Quote the whole listing verbatim.

Lines of data:
________________________

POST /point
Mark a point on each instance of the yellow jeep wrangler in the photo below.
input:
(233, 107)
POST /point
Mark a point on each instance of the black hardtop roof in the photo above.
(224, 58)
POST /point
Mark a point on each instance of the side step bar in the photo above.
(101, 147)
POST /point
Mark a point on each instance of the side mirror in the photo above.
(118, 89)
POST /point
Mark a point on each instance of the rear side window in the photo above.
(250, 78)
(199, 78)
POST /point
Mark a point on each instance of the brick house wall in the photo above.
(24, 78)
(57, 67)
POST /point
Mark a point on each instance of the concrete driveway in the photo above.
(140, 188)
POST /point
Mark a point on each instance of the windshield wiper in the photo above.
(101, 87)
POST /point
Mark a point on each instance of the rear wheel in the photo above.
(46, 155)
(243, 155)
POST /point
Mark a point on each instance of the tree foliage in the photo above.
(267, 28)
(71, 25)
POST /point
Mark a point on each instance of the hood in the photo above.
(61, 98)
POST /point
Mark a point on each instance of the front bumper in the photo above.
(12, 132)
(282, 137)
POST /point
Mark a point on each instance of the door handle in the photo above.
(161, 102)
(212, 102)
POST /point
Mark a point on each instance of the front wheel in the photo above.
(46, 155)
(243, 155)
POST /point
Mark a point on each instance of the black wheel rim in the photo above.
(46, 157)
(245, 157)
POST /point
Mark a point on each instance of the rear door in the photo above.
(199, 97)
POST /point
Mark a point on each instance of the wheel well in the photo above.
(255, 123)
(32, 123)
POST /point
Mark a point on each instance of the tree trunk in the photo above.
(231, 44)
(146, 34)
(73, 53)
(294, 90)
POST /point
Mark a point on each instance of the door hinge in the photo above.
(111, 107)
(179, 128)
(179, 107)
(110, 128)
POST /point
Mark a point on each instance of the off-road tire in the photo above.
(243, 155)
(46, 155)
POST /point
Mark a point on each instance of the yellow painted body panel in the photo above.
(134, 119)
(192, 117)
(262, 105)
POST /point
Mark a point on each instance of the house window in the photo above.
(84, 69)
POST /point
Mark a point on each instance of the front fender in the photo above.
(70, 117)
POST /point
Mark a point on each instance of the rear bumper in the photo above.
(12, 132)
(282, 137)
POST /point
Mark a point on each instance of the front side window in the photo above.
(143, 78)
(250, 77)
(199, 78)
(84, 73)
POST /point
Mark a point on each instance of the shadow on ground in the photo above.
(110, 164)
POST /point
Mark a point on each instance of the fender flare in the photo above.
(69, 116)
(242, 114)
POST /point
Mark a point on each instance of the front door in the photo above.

________________________

#### [Result of this exercise]
POST /point
Mark a point on each instance of the yellow jeep wrangler in the photo below.
input:
(233, 107)
POST /point
Mark a point on each instance of the black hardtop roof in the photo above.
(224, 58)
POST /point
Mark a point on each instance of the side step bar in the photo above.
(101, 147)
POST /point
Mark a point on each instance of the side mirror in the photo above.
(118, 89)
POST /point
Mark a point on each instance of the rear side window in the photo above.
(250, 78)
(199, 78)
POST /point
Mark a point on each instance of the brick house wall in the photo above.
(24, 78)
(57, 67)
POST /point
Mark a point on each instance of the concrete driveway in the photo above.
(140, 188)
POST /point
Mark a point on each instance of the windshield wiper in the photo above.
(101, 87)
POST /point
Mark a point on each instance of the rear wheel in the photo above.
(46, 155)
(243, 155)
POST /point
Mark a point on each instance of the tree foliage in the photo above.
(267, 28)
(71, 25)
POST /point
Mark a point on each instance of the hood in the photo above.
(61, 98)
POST /point
Mark a point on each instance of the front bumper in the photo above.
(12, 132)
(282, 137)
POST /point
Mark a point on each instance of the door handle in the photo above.
(161, 102)
(212, 102)
POST /point
Mark a point on each instance of the front wheel in the photo above.
(46, 155)
(243, 155)
POST /point
Mark a point on each instance of the black wheel rim in the photo above.
(46, 157)
(245, 157)
POST /point
Mark a point on each instance of the rear door in the photo above.
(199, 97)
POST /point
Mark a point on each instance of the wheel well in the photo above.
(255, 123)
(32, 123)
POST /point
Mark a point on each instance of the tree trunk in the photo above.
(231, 44)
(146, 34)
(73, 53)
(294, 90)
POST /point
Mark a point on each instance of the door hinge in the photo above.
(111, 107)
(179, 128)
(179, 107)
(110, 128)
POST /point
Mark a point on each instance of the off-road tire in the photo above.
(243, 155)
(46, 155)
POST /point
Mark a point on each instance of the yellow painted body panel in the photo above.
(134, 119)
(192, 117)
(262, 105)
POST /point
Mark a point on each instance of the house window in the photo above.
(84, 69)
POST /point
Mark a point on each instance of the front fender in the photo above.
(70, 117)
POST /point
Mark a point on each instance of the rear bumper in the photo above.
(12, 132)
(282, 137)
POST /point
Mark a point on each instance of the front side window in the photo above.
(143, 78)
(250, 77)
(199, 78)
(84, 73)
POST /point
Mark a point on each instance of the shadow on ground in the photo above.
(110, 164)
POST /point
Mark a point on each instance of the fender flare in the photo above.
(69, 116)
(242, 114)
POST /point
Mark a point on each instance of the front door in the photo above.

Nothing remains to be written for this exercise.